ENTRIES SUPPLIED:
-*-*-
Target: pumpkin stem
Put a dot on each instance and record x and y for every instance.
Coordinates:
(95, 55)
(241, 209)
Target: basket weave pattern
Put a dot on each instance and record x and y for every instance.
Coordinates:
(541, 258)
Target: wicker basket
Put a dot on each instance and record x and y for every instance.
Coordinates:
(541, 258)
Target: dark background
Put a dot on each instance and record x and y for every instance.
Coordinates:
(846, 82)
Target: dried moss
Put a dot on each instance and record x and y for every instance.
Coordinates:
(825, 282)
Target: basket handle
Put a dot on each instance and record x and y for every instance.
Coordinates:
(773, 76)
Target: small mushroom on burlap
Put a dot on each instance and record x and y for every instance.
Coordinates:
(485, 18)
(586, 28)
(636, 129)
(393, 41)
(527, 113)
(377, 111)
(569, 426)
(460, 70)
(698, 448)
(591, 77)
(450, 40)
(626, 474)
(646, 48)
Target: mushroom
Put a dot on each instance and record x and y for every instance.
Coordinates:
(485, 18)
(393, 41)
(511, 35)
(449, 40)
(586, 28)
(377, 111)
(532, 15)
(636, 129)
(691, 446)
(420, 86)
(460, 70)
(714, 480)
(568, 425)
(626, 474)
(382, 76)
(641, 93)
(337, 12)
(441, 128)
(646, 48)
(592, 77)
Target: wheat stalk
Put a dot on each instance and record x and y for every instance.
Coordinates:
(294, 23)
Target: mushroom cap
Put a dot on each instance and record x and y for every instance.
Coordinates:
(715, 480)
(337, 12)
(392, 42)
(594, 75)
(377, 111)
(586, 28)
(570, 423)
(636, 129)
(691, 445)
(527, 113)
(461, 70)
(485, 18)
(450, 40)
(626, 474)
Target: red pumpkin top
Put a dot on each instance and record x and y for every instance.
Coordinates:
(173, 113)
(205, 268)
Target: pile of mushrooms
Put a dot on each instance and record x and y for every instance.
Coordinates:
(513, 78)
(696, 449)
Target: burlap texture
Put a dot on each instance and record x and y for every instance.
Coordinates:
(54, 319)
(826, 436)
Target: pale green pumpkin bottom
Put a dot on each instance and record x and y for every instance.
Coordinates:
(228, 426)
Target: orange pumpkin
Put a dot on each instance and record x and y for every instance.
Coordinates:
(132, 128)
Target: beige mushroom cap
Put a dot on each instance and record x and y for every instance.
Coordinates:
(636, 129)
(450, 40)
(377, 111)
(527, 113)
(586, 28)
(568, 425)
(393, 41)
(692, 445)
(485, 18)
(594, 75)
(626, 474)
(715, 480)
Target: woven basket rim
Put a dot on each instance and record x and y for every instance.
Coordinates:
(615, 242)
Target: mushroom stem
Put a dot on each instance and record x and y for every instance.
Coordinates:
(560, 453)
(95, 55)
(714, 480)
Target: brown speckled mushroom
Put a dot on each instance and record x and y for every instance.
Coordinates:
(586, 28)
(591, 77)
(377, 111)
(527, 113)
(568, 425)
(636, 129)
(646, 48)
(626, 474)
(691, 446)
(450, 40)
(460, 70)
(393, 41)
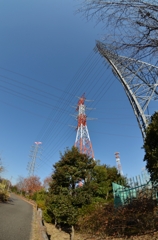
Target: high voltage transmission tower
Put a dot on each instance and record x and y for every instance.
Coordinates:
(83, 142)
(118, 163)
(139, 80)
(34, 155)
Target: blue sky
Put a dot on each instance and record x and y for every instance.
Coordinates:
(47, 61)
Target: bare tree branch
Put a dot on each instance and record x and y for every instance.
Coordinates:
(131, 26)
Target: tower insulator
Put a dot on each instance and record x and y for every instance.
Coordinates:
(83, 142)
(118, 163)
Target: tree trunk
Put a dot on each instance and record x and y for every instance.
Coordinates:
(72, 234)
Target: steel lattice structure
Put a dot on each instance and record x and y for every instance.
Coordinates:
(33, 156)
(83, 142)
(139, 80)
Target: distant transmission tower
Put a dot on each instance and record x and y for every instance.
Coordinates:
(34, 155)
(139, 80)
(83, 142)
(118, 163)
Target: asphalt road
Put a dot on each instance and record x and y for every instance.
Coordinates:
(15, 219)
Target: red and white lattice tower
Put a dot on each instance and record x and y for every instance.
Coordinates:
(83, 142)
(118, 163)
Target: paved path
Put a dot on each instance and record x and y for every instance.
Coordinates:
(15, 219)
-*-*-
AIM OF THE EXERCISE: Copy out the rows word for word, from the line containing "Target: tree trunk" through the end of the rows.

OUTPUT FOR THIS EXERCISE:
Target: tree trunk
Put a dot on each instance and record x and y for every instance.
Coordinates:
(72, 234)
Target: steel lattice structure
Put a dot on each instance and record x and y for every instance.
Coordinates:
(33, 156)
(83, 142)
(139, 80)
Target: distant transmission tower
Put a dot on each instance and record x and y for every instance.
Coordinates:
(34, 155)
(139, 80)
(83, 142)
(118, 163)
Target: asphalt road
Put a dot on each instance and record x and y for every instance.
Coordinates:
(15, 219)
Target: red and white lattice tower
Put a dot on each instance and record x and y for every instance.
Coordinates:
(83, 142)
(118, 163)
Target: paved path
Put a dot on each instance and record x and y for every instance.
Coordinates:
(15, 219)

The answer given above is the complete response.